Find every line in the records below that holds the word "marker" and copy it.

Excerpts from a dataset:
++++++
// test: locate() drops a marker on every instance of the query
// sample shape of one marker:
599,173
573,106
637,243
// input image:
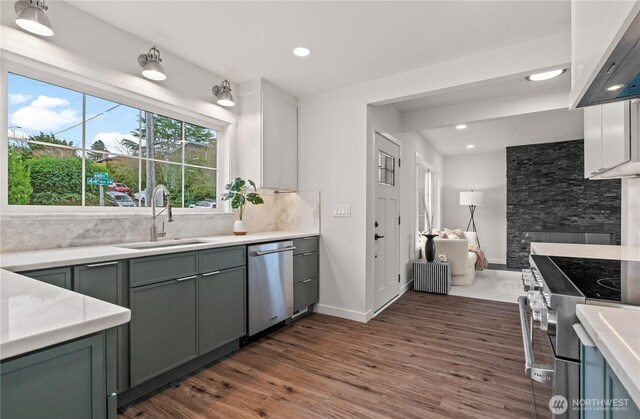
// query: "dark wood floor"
425,356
++++++
Result of the task:
// test: locate() drops a marker on every instance of the query
// sample shape of one marker:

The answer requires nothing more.